** start of EXCERPT **

Call for Papers: ‘Utopia’, 2022 NYU MARGIN Graduate Symposium (Deadline 11th April 2022)


The Medieval and Renaissance Graduate Interdisciplinary Network (MARGIN) is pleased to announce a call for papers for the 2022 MARGIN Symposium on Friday, May 6th, to be held virtually (via Zoom). The theme of this year’s symposium is UTOPIA, and our keynote speaker will be Dr. Karma Lochrie, Provost Professor of English at Indiana University and author of Nowhere in the Middle Ages. 

We invite graduate students to submit papers that participate in a larger discussion of utopian (and dystopian) thinking in medieval and Renaissance cultures. The theme is intended to encourage wide-ranging papers from a multitude of universities and departments, including those that have been underrepresented in medieval and Renaissance studies. We especially welcome topics with a focus on non-European or non-Western material from the fifth to seventeenth century.

** end of EXCERPT **

> [TASK DESCRIPTION] Could you carry the call for papers above on past its last sentence? The data that comes next is separate material and has no connection to the call for papers above.

** start of GIVEN INFORMATION **

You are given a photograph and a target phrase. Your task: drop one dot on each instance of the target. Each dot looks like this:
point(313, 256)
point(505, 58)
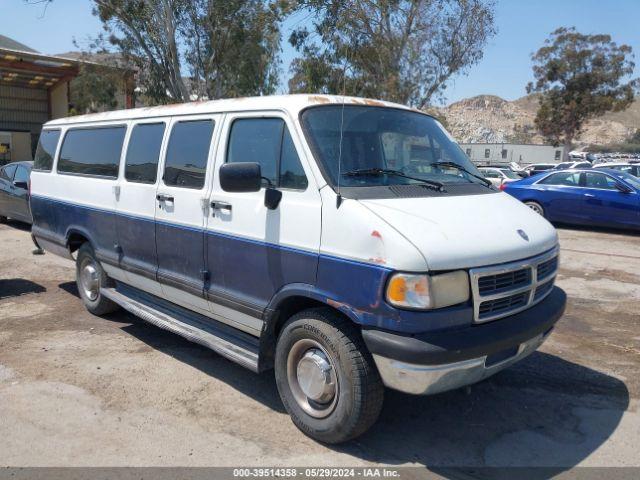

** end of GIVEN INFORMATION **

> [RESULT FOR THIS EXERCISE]
Submissions may focus on topics including, but not limited to:

  • The relationship between utopia and dystopia in the Middle Ages and Renaissance
  • Sacred geography, cartography, and the unmappable
  • Social utopias (monastic, political, etc)
  • Conceptual utopias (Szforzinda, Cockaigne, etc)
  • The Garden of Eden in art and literature
  • Creation, apocalypse and time outside of time
  • Theologies of heaven and hell
  • Journeys to the otherworld and mental pilgrimage
  • Islamic conceptions of jannah in art and poetry
  • Medieval and Renaissance cosmology and cosmography
  • Manuscripts, utopias, voids, and other unexpected spaces
  • Visualizing utopia and utopian/dystopian spaces
  • Modern responses to medieval/early-modern concepts of utopia/dystopia

Please submit a 250-word abstract with a 50-word bio to nyumargin@gmail.com with “Symposium submission” in the subject line by April 4th. Applicants will be notified by April 11th.

If you do not currently have a paper related to Utopia, but do have another project that you would like to present or workshop, please note that there is still an open Call for Papers for MARGIN’s Works-In-Progress series.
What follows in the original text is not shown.